**WORK INSTRUCTIONS:**
Pick up the passage on Wikileaks and news embargoes after its final sentence and carry it forward in the same voice.

───── PASSAGE

He goes on to say how he enjoys crushing bastards. And he isn't talking about mainstream media per se, but Jay Rosen notes their new role in history is also in journalism:
"In media history up to now, the press is free to report on what the powerful wish to keep secret because the laws of a given nation protect it," Rosen writes. "But Wikileaks is able to report on what the powerful wish to keep secret because the logic of the Internet permits it. This is new."
Wikileaks has also created a new process for news organizations to offer whistleblowers disclosure through Wikileaks. It provides legal defense, a vetting process and an embargo period before it leaks to the world.
I've been fascinated with embargoes, ever since Mike Arrington broke them for tech news.
"It's counterintuitive," he [Assange] said. "You'd think the bigger and more important the document is, the more likely it will be reported on but that's absolutely not true. It's about supply and demand. Zero supply equals high demand, it has value. As soon as we release the material, the supply goes to infinity, so the perceived value goes to zero."
This goes against what many have believed about what blogging, open source and more. That if you just made things bluntly transparent, the web would go to work, like earthworms through soil, digesting it all. But I think Wikileaks is fitting into the world it is changing. Some leakers will be attracted to submission through this process for its benefits and with mainstream brand at the end of it.

──────────
───── GIVEN INFORMATION

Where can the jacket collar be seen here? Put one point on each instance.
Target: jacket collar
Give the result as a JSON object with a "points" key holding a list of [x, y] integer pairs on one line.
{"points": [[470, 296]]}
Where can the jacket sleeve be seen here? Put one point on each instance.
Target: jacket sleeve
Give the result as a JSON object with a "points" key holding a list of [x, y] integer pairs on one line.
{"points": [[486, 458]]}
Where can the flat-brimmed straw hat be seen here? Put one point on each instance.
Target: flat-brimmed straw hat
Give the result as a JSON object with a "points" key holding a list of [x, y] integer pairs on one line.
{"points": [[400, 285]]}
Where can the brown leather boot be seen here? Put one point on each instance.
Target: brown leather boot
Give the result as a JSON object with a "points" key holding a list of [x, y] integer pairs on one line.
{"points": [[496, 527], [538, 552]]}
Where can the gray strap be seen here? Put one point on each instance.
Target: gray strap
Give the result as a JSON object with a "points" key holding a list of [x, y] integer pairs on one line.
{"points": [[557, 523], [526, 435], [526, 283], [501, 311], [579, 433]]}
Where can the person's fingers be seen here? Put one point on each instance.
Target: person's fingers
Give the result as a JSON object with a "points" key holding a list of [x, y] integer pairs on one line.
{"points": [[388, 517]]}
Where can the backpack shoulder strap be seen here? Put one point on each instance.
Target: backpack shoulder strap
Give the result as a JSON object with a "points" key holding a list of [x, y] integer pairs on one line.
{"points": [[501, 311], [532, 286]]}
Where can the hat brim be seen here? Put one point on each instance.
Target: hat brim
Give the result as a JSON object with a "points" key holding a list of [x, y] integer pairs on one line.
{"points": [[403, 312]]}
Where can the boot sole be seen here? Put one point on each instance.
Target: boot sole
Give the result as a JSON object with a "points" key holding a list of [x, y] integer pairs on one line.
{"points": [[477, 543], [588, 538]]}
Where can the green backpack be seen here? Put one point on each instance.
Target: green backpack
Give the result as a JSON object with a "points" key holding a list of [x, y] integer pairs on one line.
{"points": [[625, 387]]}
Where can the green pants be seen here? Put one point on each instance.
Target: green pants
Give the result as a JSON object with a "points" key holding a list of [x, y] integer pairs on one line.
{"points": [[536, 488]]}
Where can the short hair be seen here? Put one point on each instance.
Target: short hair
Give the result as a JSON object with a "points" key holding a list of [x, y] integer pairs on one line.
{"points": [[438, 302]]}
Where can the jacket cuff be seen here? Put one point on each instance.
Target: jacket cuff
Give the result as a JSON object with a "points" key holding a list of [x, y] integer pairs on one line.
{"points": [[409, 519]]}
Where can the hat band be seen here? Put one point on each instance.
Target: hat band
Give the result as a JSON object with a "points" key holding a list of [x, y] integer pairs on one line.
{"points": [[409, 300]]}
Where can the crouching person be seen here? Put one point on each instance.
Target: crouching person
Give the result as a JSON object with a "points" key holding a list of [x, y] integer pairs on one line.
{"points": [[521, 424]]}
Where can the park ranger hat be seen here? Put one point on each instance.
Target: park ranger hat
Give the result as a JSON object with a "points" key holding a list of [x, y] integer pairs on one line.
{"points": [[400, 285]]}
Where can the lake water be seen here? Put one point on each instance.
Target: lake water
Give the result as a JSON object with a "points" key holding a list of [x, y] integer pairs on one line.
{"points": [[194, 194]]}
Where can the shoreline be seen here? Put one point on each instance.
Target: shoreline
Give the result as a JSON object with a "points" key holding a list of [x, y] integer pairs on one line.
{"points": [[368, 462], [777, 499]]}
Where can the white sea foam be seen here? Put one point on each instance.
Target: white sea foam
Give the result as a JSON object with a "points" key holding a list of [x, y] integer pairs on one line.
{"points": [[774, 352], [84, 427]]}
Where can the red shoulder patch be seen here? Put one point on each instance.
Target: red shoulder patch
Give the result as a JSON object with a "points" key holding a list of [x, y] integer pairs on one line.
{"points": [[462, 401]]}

──────────

**TASK ANSWER:**
More importantly, making news out of volumes of disclosure takes both time, and a reason to commit to time. I'm not saying it needs specialist expertise, because given enough time and openness, such expertise tends to find itself.
But its also reasonable to infer that Wikileaks is about to co-opt the media, and become part of its body politic. And while many news organizations may decry their new role, I believe its the first time in a very long while where the web is really making the third estate stronger.
You see, one of the fears many of us have shared is that the decline of journalism will be most acute when we lose investigative journalism that keeps the state in check. Society doesn't need newspapers. What we need is journalism. -- Clay Shirky.
Now Wikileaks won't necessarily replace a city beat reporter who sits through city council meetings and chases down leads through city hall. There is promise in new models like the Ben Franklin project which starts with citizens suggesting local coverage and 2.0 infrastructure that gets things to print over time.
But previously there has never been a good answer for how the media will evolve and bring to light the big issues that nobody will pay for up-front (and the powerful stamp down). Wikileaks is a non-profit organization playing a valuable old role in a new way in the news ecosystem. Sunshine is the best disinfectant, and the gloomy clouds of journalism just parted.
And the role of Wikileaks in the State is a check, but the balance is a far greater topic than this post.
Posted on July 26, 2010 at 10:26 PM in media, wiki | Permalink | Comments (1) | TrackBack (0)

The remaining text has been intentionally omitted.